◆ **GIVEN INSTRUCTION**:
Rewrite the stretch from the start of the records through the line containing "[(437, 224)]", swapping "marker" for "point" and keeping everything else unchanged. Leave the pictures out of your answer.

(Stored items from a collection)
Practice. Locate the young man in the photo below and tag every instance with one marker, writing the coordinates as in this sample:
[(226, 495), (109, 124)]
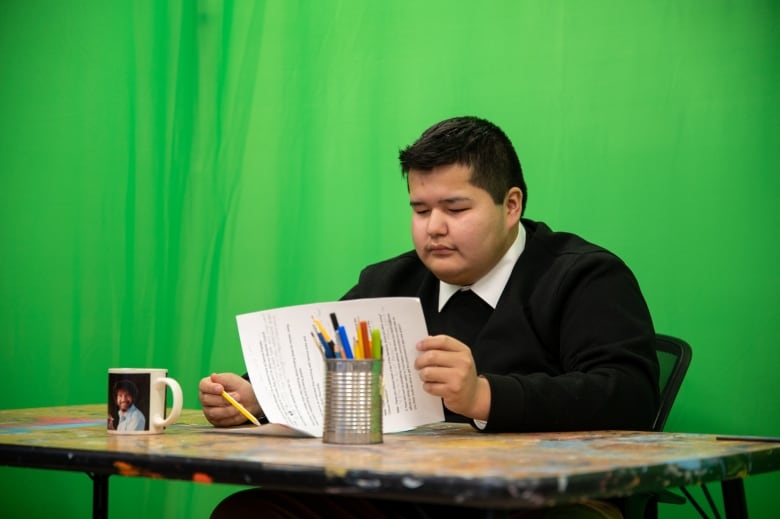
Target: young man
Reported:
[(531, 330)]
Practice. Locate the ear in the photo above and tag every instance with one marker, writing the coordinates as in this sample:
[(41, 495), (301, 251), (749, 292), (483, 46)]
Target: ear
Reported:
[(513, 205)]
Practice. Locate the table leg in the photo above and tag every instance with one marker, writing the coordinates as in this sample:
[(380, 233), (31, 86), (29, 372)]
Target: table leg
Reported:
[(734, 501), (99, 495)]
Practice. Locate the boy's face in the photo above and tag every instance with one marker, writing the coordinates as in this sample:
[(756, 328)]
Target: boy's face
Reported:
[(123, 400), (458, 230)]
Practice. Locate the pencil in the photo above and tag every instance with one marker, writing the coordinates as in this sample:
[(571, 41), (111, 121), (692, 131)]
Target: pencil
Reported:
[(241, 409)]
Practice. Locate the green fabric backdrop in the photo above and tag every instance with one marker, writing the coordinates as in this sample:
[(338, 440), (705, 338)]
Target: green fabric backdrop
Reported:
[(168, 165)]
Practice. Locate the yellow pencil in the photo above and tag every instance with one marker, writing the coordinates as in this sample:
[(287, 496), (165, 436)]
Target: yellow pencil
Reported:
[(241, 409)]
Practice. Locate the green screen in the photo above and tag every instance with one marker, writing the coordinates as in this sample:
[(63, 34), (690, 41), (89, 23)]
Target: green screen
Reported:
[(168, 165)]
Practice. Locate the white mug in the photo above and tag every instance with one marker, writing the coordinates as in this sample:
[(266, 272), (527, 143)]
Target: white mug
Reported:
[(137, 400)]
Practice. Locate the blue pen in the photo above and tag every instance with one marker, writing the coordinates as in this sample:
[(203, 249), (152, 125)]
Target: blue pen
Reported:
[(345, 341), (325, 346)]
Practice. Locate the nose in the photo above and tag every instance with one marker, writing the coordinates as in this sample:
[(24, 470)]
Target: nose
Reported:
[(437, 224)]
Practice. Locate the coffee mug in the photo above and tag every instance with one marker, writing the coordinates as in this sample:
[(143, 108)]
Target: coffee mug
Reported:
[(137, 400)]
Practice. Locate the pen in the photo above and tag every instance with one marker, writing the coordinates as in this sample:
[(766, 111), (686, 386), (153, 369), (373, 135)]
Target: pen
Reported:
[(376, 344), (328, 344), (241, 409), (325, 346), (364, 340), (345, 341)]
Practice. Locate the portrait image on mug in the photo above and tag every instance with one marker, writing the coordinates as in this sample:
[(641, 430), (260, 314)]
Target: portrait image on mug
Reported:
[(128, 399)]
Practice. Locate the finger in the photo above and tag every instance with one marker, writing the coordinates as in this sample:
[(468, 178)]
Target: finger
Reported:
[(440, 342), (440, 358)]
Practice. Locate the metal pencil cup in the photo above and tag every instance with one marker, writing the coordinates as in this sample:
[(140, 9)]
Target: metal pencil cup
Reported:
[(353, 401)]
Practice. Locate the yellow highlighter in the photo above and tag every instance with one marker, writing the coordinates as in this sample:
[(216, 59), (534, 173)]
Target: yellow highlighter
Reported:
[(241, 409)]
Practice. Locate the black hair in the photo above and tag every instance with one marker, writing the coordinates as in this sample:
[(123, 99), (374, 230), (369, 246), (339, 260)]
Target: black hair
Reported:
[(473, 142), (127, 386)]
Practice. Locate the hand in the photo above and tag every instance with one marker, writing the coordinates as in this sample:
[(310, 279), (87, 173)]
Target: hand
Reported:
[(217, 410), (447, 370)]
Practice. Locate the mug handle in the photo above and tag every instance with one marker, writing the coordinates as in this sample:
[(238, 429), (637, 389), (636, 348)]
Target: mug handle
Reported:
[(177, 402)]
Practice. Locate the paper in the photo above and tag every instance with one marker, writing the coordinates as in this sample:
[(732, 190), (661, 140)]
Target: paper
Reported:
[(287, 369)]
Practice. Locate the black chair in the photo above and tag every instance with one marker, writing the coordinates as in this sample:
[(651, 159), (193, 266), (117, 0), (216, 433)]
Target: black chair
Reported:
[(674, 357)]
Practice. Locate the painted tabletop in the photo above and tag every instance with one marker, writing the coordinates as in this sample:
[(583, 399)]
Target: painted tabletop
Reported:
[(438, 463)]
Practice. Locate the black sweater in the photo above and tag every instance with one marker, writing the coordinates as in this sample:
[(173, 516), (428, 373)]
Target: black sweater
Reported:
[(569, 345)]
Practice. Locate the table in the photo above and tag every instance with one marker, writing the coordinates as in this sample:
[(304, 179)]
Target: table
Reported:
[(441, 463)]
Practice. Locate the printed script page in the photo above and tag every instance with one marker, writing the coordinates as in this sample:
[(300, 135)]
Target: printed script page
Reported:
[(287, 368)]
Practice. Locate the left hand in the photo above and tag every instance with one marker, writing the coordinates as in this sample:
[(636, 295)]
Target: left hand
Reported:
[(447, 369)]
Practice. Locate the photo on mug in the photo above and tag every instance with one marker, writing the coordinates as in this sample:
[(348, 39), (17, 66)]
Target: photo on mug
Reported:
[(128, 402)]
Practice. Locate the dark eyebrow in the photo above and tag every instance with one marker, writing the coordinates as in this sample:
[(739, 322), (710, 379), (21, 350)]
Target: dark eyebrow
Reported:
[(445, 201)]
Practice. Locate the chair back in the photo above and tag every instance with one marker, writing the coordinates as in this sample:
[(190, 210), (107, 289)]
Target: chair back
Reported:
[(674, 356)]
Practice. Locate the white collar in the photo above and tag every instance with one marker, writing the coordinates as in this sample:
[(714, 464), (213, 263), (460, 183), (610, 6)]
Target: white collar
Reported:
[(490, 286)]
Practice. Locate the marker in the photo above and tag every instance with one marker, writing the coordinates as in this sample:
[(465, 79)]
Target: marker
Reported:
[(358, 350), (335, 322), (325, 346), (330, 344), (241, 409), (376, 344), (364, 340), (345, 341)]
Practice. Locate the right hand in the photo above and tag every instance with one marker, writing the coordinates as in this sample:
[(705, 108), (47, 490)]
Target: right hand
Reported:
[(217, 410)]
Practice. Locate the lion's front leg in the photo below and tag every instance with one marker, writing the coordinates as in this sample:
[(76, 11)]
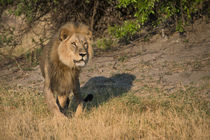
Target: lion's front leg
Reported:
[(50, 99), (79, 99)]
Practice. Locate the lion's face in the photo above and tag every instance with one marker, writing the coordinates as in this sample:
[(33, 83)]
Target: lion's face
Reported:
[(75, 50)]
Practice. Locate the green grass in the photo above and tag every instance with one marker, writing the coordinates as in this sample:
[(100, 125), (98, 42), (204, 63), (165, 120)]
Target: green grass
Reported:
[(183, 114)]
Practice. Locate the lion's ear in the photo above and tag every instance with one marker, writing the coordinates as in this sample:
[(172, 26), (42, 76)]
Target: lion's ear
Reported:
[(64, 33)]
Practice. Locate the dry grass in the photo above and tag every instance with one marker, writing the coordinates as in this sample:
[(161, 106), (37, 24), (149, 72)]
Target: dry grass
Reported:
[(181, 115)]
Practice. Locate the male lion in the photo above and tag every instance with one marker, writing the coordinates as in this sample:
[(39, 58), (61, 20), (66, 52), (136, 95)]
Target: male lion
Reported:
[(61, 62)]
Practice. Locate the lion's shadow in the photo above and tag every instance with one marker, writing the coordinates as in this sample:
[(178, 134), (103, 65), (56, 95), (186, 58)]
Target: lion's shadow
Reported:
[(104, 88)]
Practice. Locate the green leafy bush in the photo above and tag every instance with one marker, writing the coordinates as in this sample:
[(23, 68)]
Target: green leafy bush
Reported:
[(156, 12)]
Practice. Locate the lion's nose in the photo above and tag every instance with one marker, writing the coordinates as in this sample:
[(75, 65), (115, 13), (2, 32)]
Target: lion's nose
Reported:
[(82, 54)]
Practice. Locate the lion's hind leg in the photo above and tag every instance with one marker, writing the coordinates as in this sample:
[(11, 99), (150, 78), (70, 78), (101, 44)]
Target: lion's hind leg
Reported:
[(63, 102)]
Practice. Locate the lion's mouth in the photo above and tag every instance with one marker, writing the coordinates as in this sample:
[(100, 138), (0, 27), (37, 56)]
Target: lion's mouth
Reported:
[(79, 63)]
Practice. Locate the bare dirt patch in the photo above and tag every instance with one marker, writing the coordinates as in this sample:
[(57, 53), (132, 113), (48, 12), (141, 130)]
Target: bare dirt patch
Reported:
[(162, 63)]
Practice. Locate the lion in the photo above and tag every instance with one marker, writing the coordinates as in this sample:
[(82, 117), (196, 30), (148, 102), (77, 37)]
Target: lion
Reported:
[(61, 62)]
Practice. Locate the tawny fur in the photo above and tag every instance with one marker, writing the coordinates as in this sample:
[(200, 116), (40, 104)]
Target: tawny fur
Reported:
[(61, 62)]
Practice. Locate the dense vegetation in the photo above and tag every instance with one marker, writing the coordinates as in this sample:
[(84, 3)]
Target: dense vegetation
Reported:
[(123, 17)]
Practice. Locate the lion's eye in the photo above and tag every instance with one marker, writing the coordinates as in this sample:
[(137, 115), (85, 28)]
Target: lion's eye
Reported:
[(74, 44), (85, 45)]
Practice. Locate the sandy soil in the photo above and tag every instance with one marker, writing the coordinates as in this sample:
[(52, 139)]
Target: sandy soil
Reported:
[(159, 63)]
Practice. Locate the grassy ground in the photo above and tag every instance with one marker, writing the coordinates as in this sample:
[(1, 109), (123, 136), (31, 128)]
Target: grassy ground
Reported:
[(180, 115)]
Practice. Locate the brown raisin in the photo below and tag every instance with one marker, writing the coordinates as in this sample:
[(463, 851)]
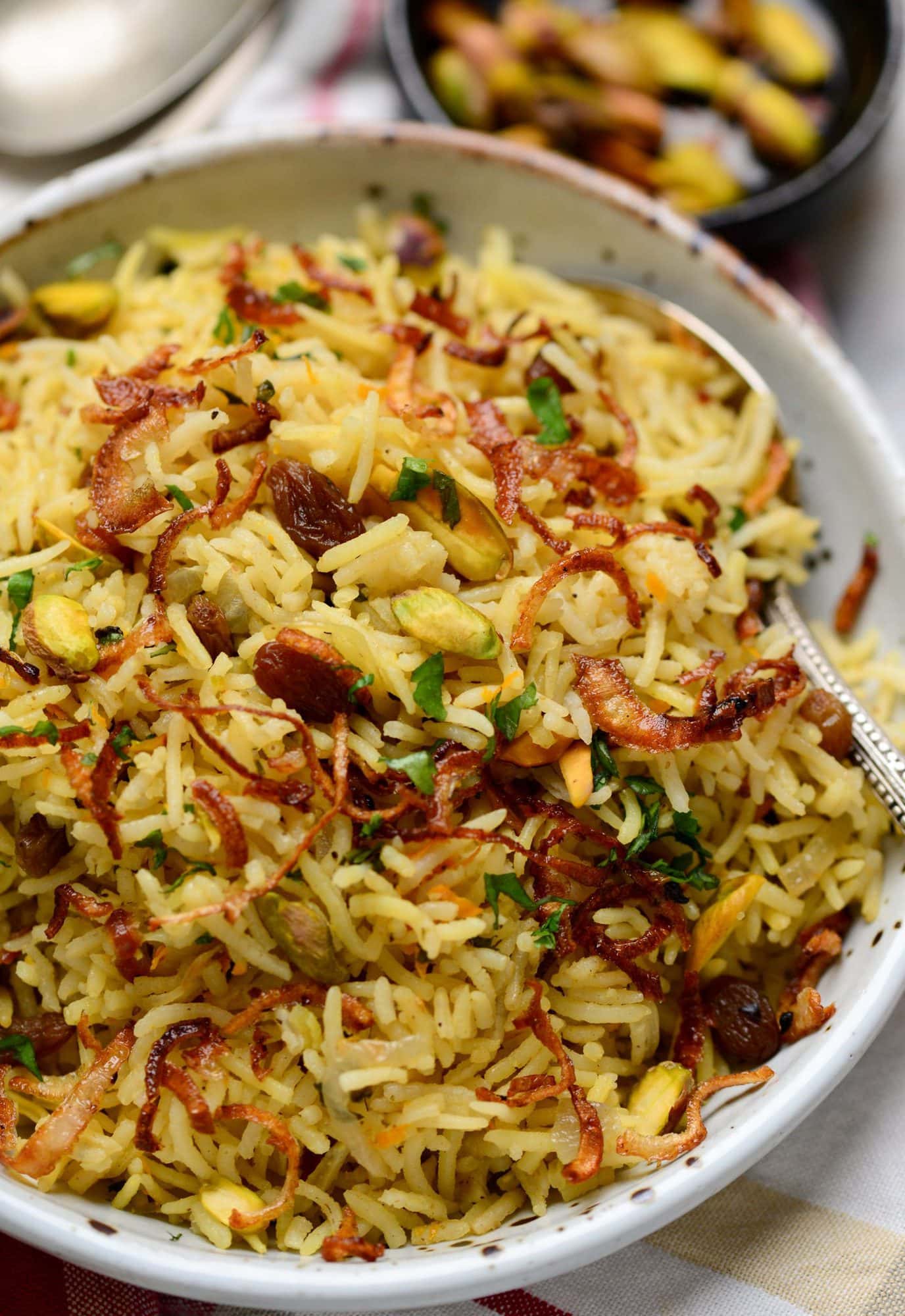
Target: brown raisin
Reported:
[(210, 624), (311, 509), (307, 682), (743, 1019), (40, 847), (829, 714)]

◆ **FULL RESPONSE**:
Practice. Locate the young man in the photo below and tag every instance with one point, writing the coordinates as in this sample:
[(226, 495), (109, 124)]
Target: young man
Reported:
[(531, 330)]
Practice. Locate the ear in the photo above and tag every instance with one point, writing the coordinates as in this sample:
[(41, 495), (301, 251), (749, 292), (483, 46)]
Target: ear
Reported:
[(513, 205)]
Practice. Locate the table leg in the photo above and tag every instance with one point, writing the coordinates as in this sample:
[(380, 233), (31, 86), (29, 372)]
Target: table leg
Reported:
[(734, 501), (99, 495)]
Practice. Locate the boy's face in the photo above and tag every instance with one point, writing the coordinates as in this sample:
[(756, 328)]
Target: boy's face
Reported:
[(123, 400), (458, 230)]
Practice. Locate the pencil in the photo above and tag every instance with one point, writing the coordinates as in this sample:
[(571, 41), (111, 121), (692, 131)]
Target: pencil
Reported:
[(241, 409)]
Practice. Locate the green fabric backdrop in the photo above and tag every instance with one point, writing the coordinates as in this sample:
[(338, 440), (705, 338)]
Target: green fabric backdrop
Reported:
[(168, 165)]
Practice. Locate the yellow pencil in the photo above and tag every instance with one point, writing the coordinates as in this sample:
[(287, 496), (165, 436)]
Target: yellow pencil
Reported:
[(241, 409)]
Practice. Locate the green screen in the photo above and tag every instance with one point, writing the coordinates as in this sample:
[(63, 34), (690, 41), (89, 23)]
Target: green screen
Reported:
[(168, 165)]
Practice. Locate the white mug in the photo above and tag every instance with one point, writing the coordinates as in this sample:
[(266, 272), (527, 143)]
Target: white mug
Reported:
[(137, 400)]
Practice. Locate the blue pen in the photo above and tag every instance with one point, writing the coordinates as in this sample:
[(203, 249), (152, 125)]
Target: blue pen
Reported:
[(345, 341), (325, 346)]
Practice. Locate the nose in the photo above and tag every instance with one point, writing the coordinates as in this sample:
[(24, 470)]
Target: nose
Reported:
[(437, 224)]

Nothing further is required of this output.